§ **Stated exercise 1**:
According to the article on the PS 151 trailers below, how many classroom trailers will be removed from the PS 151 playground?
§ **Stated exercise 2**:
Pick up the article on the PS 151 trailers below after its final sentence and continue writing it.

§ **Extracted text**:
[Start]

By Bill Parry
Borough President Melinda Katz joined City Councilman Costa Constantinides in Woodside Monday to announce that all 11 classroom trailers will be removed at the end of the year from the PS 151 playground, which will be updated to bring increased recreational space for students and the community. At its April policy meeting, the Panel for Educational Policy will vote to approve the resiting of PS Q255, which serves autistic students between the ages of 5 and 17, which is co-located at PS 151’s building but occupies the trailers in the playground.
“Our community has long advocated for the removal of trailers from the PS 151 playground to create more much-needed outdoor space and to find a permanent learning space for Q225 students,” Constantinides said. “We have been working with our partners, Queens Borough President Melinda Katz and School Construction Authority President Lorraine Grillo, to find a long-term solution. Our students require permanent educational space that’s indoors, rather than in temporary units or trailers. All children should have adequate recreational and playground space.”
Originally built as temporary units to house nearly 120 students due to overcrowding, the classroom trailers frequently lack ventilation, heat and bathrooms. Many trailers were built to be in service for a decade but most are used for years after their expiration date.
Constantinides and Katz repeatedly heard from constituents, parents, educators and students about the need to remove the trailers and reopen the playground for physical activity. The resiting provides Q255 students with permanent instructional space and improved learning conditions at the PS Q397 building.
“Classroom trailers should never be a permanent solution to school overcrowding,” Katz said. “We are thrilled for the students and teachers of PS 255 who will be able to resume in real school buildings.”
There is currently only a pre-K program at Q397, site of the former Most Precious Blood Catholic school. All instructional and extracurricular activities offered to Q255 students would continue at the new permanent, long-term learning space.
“We are thrilled to support two schools today by providing PS Q255 students with improved facilities and removing the TCUs from the outdoor space at PS 151, and we look forward to continuing to work closely with families throughout this process,” Department of Education Deputy Chancellor Elizabeth Rose said. “This is part of our ongoing work to remove TCUs and we remain dedicated to continuing this work across the city.”

[End]

§ **Data section**:

[Start]

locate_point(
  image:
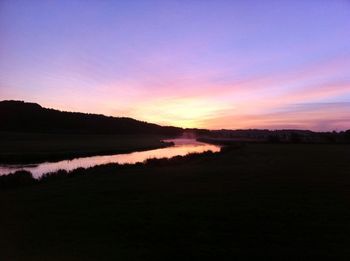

[End]

§ **Result 1**:
All 11 classroom trailers.

§ **Result 2**:
Meanwhile, Constantinides announced voting on how to spend $1 million on local projects through Participatory Budgeting will commence later this month. Ballot proposals include solar panels for the Queens Library on Steinway Street, a fitness upgrade at Whitey Ford Field, a new research center at Q300/PS 17, increased lighting at the Astoria Houses parking lot, and neighborhood wayfinding maps on Hoyt Avenue and 31st Street.
“I am proud once again to provide our residents with the chance to help decide how to invest $1 million in our neighborhood,” Constantinides said. “This rewarding opportunity brings the city budget process directly to our community members, and keeps the community civically engaged.”
All the project proposals on the ballot were created by community volunteers. This past fall nearly 700 residents attended neighborhood assemblies and idea collection assemblies, and more than 600 ideas were brainstormed.
“I thank everyone who joined the committees, who submitted projects, and who discussed and debated these proposals over the last few months,” Constantinides said. “I’m looking forward to seeing which proposals the community likes best.”
Residents can cast their ballots at various locations around the district from March 25 to April 2. Voting will begin at Constantinides’ office at 31-09 Newtown Street in Astoria March 25 from noon to 6 p.m. For more information on other locations call 718-274-4500.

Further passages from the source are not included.